— START OF Records —

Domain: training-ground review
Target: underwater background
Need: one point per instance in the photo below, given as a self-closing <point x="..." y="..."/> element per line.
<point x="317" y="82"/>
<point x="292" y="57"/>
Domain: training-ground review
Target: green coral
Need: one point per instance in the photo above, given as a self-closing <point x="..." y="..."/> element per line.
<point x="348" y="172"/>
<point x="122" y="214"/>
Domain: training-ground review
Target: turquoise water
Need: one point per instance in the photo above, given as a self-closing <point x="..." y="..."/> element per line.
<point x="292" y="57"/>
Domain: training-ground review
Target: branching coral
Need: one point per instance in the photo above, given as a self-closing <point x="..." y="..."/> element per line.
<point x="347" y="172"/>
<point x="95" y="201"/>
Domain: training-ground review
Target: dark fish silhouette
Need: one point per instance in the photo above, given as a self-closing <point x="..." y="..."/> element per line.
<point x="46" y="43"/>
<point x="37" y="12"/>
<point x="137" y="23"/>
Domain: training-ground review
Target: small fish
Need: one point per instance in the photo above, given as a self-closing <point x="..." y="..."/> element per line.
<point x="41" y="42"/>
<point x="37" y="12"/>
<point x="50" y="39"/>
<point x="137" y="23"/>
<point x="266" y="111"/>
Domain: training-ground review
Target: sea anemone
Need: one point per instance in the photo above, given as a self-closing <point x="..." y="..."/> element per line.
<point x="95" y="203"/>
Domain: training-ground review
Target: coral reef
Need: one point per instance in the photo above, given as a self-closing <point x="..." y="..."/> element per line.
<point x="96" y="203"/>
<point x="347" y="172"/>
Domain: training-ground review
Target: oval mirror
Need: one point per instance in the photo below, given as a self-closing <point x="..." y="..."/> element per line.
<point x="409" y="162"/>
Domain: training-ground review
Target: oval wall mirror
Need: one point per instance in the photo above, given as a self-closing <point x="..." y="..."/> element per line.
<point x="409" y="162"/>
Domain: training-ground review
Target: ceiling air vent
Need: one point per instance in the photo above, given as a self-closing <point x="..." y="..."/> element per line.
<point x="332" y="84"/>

— END OF Records —

▸ Written task: Reproduce the listing shown above in its entirety, exactly.

▸ Answer for the task:
Domain: training-ground review
Target: underwater background
Need: one point per instance in the photo below, given as a self-closing <point x="..." y="..."/> element per line.
<point x="317" y="82"/>
<point x="292" y="57"/>
Domain: training-ground review
Target: green coral
Need: one point per instance in the photo above, given as a self-closing <point x="..." y="..."/> element per line.
<point x="348" y="172"/>
<point x="122" y="214"/>
Domain: training-ground review
Target: turquoise water
Need: one point per instance in the photo above, given as a self-closing <point x="..." y="..."/> element per line.
<point x="292" y="57"/>
Domain: training-ground review
Target: branching coral
Need: one point per instance in the photo above, given as a self-closing <point x="..." y="..."/> element per line.
<point x="347" y="172"/>
<point x="95" y="201"/>
Domain: training-ground review
Target: dark fish silhouette
Need: one point per instance in the photo above, given as a self-closing <point x="..." y="..."/> element per line.
<point x="46" y="43"/>
<point x="37" y="12"/>
<point x="137" y="23"/>
Domain: training-ground review
Target: small fish
Need: one point per instance in the photo above, given as a self-closing <point x="..." y="..."/> element per line.
<point x="41" y="42"/>
<point x="37" y="12"/>
<point x="50" y="39"/>
<point x="137" y="23"/>
<point x="266" y="111"/>
Domain: training-ground review
Target: sea anemone
Need: one point per instance in the photo above, given as a self-closing <point x="..." y="..."/> element per line.
<point x="95" y="203"/>
Domain: training-ground review
Target: coral reef
Need: one point per instance in the photo above, given as a self-closing <point x="..." y="..."/> element per line.
<point x="96" y="203"/>
<point x="347" y="172"/>
Domain: training-ground review
Target: oval mirror
Need: one point per instance in the photo below, given as a self-closing <point x="..." y="..."/> element per line.
<point x="409" y="162"/>
Domain: training-ground review
Target: oval wall mirror
Need: one point per instance in the photo above, given as a self-closing <point x="..." y="..."/> element per line.
<point x="409" y="162"/>
Domain: training-ground review
Target: ceiling air vent
Need: one point per instance in the photo above, given as a self-closing <point x="..." y="..."/> element per line.
<point x="332" y="84"/>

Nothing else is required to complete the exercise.